═══ Page text ═══
For years, natural sources of nitrates and nitrites have been used to cure meats as an alternative to traditional synthetic sources. The United States Department of Agriculture ("USDA") requires companies that cure meats using these natural ingredients to label a product as "uncured" with "no nitrates or nitrites" and to include a disclaimer that identifies the natural source of nitrates and nitrites. A petition by two consumer groups now claims that these products have about the same amount of residual nitrates and nitrites as those that use synthetic sources and urges the USDA to change its labeling regulations to avoid consumer confusion.
There is controversy over whether companies relying on natural sources of nitrates and nitrites in processed meats should be allowed to label their products "uncured" and "no nitrates or nitrites added." Consumer Reports and the Center for Science in the Public Interest have petitioned the USDA's Food Safety and Inspection Service to require a label that states that the product includes added nitrates and nitrites even when natural sources of nitrates and nitrites are used.
═══
What you need to do | Copy the passage above on the labeling of meats cured with natural nitrates and nitrites word for word, from start to finish.
═══ Provided material ═══
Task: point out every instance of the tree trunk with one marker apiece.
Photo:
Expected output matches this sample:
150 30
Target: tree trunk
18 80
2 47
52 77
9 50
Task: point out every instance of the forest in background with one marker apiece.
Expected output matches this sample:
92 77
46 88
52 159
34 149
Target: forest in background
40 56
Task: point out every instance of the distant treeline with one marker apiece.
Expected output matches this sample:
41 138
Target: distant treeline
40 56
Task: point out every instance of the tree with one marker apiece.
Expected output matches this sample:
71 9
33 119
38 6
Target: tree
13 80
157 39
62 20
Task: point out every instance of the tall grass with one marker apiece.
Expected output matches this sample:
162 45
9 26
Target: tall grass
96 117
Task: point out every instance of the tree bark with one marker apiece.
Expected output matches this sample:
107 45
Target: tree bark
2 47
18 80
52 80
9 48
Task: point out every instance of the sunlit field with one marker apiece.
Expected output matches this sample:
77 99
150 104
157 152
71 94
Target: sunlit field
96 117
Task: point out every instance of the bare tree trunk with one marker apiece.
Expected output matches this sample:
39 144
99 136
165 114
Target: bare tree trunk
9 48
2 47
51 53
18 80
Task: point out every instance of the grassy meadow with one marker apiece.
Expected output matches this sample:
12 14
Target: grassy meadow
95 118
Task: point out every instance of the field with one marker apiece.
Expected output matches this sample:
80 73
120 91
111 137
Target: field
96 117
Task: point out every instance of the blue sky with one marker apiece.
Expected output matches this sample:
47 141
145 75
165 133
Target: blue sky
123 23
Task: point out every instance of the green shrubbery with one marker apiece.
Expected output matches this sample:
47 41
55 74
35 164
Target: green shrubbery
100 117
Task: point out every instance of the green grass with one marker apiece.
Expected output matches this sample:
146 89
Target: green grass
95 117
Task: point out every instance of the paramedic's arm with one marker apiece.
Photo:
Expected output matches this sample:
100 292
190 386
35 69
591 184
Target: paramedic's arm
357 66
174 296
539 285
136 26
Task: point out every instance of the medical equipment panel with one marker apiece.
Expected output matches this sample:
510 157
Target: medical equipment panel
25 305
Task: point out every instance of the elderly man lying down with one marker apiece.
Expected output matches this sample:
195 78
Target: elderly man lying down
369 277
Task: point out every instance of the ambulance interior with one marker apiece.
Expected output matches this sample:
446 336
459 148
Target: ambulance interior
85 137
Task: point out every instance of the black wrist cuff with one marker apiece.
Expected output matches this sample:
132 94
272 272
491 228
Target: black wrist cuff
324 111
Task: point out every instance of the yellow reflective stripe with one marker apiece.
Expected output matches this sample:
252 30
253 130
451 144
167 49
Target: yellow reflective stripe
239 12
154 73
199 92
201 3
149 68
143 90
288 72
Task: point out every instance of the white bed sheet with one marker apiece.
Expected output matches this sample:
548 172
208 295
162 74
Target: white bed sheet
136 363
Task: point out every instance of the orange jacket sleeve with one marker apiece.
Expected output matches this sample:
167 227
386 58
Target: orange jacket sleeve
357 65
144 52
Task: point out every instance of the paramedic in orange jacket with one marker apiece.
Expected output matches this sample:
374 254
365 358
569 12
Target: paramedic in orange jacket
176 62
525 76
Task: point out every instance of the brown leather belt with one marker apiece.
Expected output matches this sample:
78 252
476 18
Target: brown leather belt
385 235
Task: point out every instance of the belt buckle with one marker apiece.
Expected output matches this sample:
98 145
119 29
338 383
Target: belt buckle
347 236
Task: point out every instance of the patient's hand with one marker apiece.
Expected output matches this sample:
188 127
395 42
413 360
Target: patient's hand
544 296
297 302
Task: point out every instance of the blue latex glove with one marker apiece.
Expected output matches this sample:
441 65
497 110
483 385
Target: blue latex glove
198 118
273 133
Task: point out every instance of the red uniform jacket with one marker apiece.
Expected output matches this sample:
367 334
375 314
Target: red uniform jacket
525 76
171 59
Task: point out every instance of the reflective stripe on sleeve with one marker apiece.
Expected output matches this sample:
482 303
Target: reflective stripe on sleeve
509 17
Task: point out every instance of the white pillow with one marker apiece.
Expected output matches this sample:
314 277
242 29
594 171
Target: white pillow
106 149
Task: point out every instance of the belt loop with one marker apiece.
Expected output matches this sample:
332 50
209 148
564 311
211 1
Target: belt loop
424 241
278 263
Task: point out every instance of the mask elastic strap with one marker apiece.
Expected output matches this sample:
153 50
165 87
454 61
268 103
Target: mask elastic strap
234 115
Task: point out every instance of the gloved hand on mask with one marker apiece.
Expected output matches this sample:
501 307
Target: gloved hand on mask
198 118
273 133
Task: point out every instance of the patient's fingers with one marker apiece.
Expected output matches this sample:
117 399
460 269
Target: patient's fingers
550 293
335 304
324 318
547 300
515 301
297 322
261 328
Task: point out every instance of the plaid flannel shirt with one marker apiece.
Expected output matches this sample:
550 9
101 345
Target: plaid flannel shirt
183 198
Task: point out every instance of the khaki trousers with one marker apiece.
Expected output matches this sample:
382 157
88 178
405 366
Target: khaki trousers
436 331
═══
Response to the exercise |
For years, natural sources of nitrates and nitrites have been used to cure meats as an alternative to traditional synthetic sources. The United States Department of Agriculture ("USDA") requires companies that cure meats using these natural ingredients to label a product as "uncured" with "no nitrates or nitrites" and to include a disclaimer that identifies the natural source of nitrates and nitrites. A petition by two consumer groups now claims that these products have about the same amount of residual nitrates and nitrites as those that use synthetic sources and urges the USDA to change its labeling regulations to avoid consumer confusion.
There is controversy over whether companies relying on natural sources of nitrates and nitrites in processed meats should be allowed to label their products "uncured" and "no nitrates or nitrites added." Consumer Reports and the Center for Science in the Public Interest have petitioned the USDA's Food Safety and Inspection Service to require a label that states that the product includes added nitrates and nitrites even when natural sources of nitrates and nitrites are used.